- Task set -
[a] Output the Formosan Mountain Dog thread word for word, from "http://www.youtube.com/watch?v=lA7DZVmUGf8" up to and including "will calm down.".
[b] Go on with the forum thread about the Formosan Mountain Dog, picking up after its final post.

- Source passage -
--- START ---

# Formosan Mountain Dog



## kenneth roth (Jul 29, 2010)

http://www.youtube.com/watch?v=vmjixVsJkTo&feature=related

http://www.youtube.com/watch?v=aP0K7MckU24&feature=related

http://www.youtube.com/watch?NR=1&v=XfIQ10ggc64&feature=endscreen 

http://www.youtube.com/watch?v=lA7DZVmUGf8

Temperament and behaviour
The Formosan is a high energy, loyal, affectionate, and intelligent breed that learns very quickly. In unfamiliar situations though, they tend to be wary of strangers and sounds, and at times, they can possibly become fear-aggressive. In new situations where the dog is fear-aggressive, it can take a few days before the dog will calm down.
If comfortable and well-trained, the Formosan will be friendly to people and other animals, though they tend to be a bit aloof or suspicious of strangers, once they have bonded with their owner. Once bonded, they are extremely loyal and affectionate to their owners.
Due to the breed's alertness, these dogs can make great guard dogs, but if not well-trained, the Formosan can become overly protective and aggressive towards strangers..

hmm would they be great for PP? lol :-k


----------



## Thomas Barriano (Mar 27, 2006)

They look like Mals and Dutch Shepherds to me ;-)


----------



## Faisal Khan (Apr 16, 2009)

I love the Formosan Beetle Nut Gals.


----------



## rick smith (Dec 31, 2010)

as far as "protection potential", i don't know where this "breed standard" came from but would seem to apply to just about any feral dog as well as many of the so called "guardian breeds" 

hope that's not where this thread is headed ...

Thomas ... check out the kai-ken Japanese breed; mostly brindles ... you might say the same thing about them without a size comparison.....then you might think that dutch shepherds are super sized kai-kens


----------



## Peter Cavallaro (Dec 1, 2010)

New marketing ploy? Dogs look happy in the mountains, hope they dont get whipped into being the next, next big thing like so many other breeds in someones exploitation scheme.

--- END ---

- Extracted entries -

--- START ---

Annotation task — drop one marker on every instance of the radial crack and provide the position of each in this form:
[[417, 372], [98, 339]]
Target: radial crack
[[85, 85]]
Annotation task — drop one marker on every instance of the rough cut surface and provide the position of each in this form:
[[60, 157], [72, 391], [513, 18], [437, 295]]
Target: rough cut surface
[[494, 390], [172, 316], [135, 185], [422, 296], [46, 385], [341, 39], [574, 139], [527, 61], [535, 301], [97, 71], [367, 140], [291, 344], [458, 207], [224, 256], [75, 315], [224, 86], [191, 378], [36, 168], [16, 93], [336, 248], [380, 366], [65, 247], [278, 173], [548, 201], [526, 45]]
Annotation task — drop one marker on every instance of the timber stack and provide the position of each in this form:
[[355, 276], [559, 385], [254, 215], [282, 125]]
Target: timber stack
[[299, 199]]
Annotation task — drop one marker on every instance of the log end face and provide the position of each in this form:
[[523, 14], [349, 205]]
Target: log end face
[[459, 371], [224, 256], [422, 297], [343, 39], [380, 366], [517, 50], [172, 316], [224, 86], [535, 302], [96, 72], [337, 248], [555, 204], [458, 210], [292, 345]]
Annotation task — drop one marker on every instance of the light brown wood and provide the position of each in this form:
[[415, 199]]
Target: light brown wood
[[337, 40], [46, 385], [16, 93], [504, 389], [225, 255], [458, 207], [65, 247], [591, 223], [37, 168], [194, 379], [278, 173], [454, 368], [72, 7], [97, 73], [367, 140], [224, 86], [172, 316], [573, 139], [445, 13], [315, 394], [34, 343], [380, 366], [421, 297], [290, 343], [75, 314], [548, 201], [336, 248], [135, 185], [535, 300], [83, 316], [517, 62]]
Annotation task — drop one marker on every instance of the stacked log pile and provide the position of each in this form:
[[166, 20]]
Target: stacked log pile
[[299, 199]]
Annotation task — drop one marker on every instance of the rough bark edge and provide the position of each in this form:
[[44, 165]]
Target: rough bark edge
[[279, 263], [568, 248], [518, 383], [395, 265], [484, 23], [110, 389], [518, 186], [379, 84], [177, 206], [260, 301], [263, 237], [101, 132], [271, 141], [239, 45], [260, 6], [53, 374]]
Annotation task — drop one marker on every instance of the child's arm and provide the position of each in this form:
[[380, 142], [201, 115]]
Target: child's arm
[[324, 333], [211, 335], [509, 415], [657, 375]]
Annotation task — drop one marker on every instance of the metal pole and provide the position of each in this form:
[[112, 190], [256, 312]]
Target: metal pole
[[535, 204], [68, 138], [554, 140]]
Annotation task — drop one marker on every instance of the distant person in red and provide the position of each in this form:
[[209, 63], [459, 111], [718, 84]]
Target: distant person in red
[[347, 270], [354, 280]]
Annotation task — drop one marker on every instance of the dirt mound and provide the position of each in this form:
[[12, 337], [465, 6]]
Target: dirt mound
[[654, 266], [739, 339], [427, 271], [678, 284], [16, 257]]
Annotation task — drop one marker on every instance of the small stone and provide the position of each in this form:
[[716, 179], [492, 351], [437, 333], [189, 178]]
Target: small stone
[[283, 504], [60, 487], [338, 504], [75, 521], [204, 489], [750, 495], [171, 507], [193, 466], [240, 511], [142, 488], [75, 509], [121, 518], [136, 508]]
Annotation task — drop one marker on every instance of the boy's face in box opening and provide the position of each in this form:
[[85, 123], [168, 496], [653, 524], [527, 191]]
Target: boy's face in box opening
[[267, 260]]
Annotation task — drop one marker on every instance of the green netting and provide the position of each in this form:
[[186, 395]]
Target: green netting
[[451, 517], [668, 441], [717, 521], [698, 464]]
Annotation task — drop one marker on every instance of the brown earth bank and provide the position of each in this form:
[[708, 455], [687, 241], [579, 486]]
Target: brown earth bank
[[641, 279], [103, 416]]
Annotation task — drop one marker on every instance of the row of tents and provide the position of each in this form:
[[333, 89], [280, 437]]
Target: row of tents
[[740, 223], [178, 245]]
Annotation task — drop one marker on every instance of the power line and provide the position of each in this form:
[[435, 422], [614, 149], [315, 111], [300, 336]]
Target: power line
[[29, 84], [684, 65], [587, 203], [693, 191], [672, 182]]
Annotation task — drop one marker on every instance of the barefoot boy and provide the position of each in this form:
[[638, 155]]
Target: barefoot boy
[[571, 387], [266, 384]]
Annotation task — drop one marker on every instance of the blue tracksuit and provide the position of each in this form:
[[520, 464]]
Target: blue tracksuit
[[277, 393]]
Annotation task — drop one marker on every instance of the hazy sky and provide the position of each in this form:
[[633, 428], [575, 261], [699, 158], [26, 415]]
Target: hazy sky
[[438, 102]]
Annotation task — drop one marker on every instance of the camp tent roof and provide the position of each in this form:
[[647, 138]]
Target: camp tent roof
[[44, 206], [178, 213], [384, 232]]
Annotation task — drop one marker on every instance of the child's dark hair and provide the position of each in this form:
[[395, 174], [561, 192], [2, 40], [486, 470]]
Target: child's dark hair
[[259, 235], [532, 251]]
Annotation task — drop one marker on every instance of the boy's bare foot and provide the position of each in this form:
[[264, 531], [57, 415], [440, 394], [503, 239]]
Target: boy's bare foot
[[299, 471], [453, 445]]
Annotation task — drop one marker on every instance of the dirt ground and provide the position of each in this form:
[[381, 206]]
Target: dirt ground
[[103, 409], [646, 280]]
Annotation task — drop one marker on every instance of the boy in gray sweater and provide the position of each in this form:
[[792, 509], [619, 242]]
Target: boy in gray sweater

--- END ---

- Numbered answers -
[a]
http://www.youtube.com/watch?v=lA7DZVmUGf8

Temperament and behaviour
The Formosan is a high energy, loyal, affectionate, and intelligent breed that learns very quickly. In unfamiliar situations though, they tend to be wary of strangers and sounds, and at times, they can possibly become fear-aggressive. In new situations where the dog is fear-aggressive, it can take a few days before the dog will calm down.

[b]
They sure can climb a tree, athletic dogs for sure.


----------



## Bob Scott (Mar 30, 2006)

All it takes is a bit of popularity and they will be just as big a genetic mess ans any other "rare" breed.


----------



## rick smith (Dec 31, 2010)

don't think you need to worry about taiwan dogs getting into any registries

i talked to a chinese bud and he said they already are a genetic "mess" 

...over there almost any feral is often called that and for the last hundreds of years their genes have been mixed with just about every dog imaginable brought into the island .... a few pure ones left, but rare and certainly not being preserved by many purists
- only a few people have done much research and the government hasn't made it a preservation priority

- i would imagine the mixes that have made it to the states will undoubtedly get diluted even more, and since they have that mini-wolfish look they will probably sell well with good marketing to someone who wants to stand out from their neighbors :-(

- don't know if taiwan has the same type of national registry that japan set up to try and keep their breeds undiluted, but do know dogs are still on the menu in many areas of china :-(


----------



## Peter Cavallaro (Dec 1, 2010)

New guinea singing dog is an interesting one, they lost some status for zoo preservation due to some classification thing and they are more endangered now. Unique dog, spine is unusually supple and move freely in trees, and they sing.


----------



## brad robert (Nov 26, 2008)

Peter Cavallaro said:


> New guinea singing dog is an interesting one, they lost some status for zoo preservation due to some classification thing and they are more endangered now. Unique dog, spine is unusually supple and move freely in trees, and they sing.


Geez they look like a dingo a fair bit they have to be related?


----------



## Peter Cavallaro (Dec 1, 2010)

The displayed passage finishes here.